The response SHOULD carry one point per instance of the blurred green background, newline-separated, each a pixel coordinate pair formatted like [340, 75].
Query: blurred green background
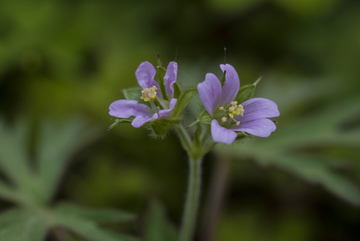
[61, 60]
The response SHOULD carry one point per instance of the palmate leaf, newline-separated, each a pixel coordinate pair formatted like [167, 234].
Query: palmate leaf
[56, 145]
[34, 189]
[13, 156]
[95, 215]
[22, 225]
[323, 128]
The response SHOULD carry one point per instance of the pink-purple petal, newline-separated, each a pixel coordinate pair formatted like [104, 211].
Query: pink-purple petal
[231, 86]
[210, 92]
[221, 134]
[259, 127]
[141, 120]
[261, 108]
[145, 75]
[167, 112]
[170, 78]
[127, 108]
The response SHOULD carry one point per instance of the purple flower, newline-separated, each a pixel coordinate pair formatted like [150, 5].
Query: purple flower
[145, 74]
[229, 117]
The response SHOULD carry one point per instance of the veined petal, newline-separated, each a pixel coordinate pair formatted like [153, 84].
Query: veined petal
[261, 107]
[221, 134]
[231, 86]
[141, 120]
[259, 127]
[145, 75]
[170, 79]
[127, 108]
[258, 108]
[168, 111]
[209, 92]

+++

### PROBLEM DESCRIPTION
Would you quote, exactly and only, the lines from the one containing "like [104, 211]." to the end of the entries?

### ANSWER AREA
The response SHOULD carry one point per instance of the pink-purple petal, newline-separated, each a pixel coordinate pair formatted like [104, 211].
Query: pink-purple petal
[231, 86]
[210, 92]
[221, 134]
[259, 127]
[141, 120]
[261, 108]
[145, 75]
[167, 112]
[170, 78]
[127, 108]
The response SHOULD carry one point per instance of the purple flower, newline-separated, each a pixel coordinate pair formatted like [150, 5].
Query: purple flower
[145, 74]
[229, 117]
The response SHOULD carry one point per instance of the veined petal, newline-separated, each a pixel coordinate pair formatted like [153, 84].
Query: veined petal
[261, 107]
[221, 134]
[231, 86]
[141, 120]
[259, 127]
[145, 75]
[170, 79]
[127, 108]
[258, 108]
[168, 111]
[209, 92]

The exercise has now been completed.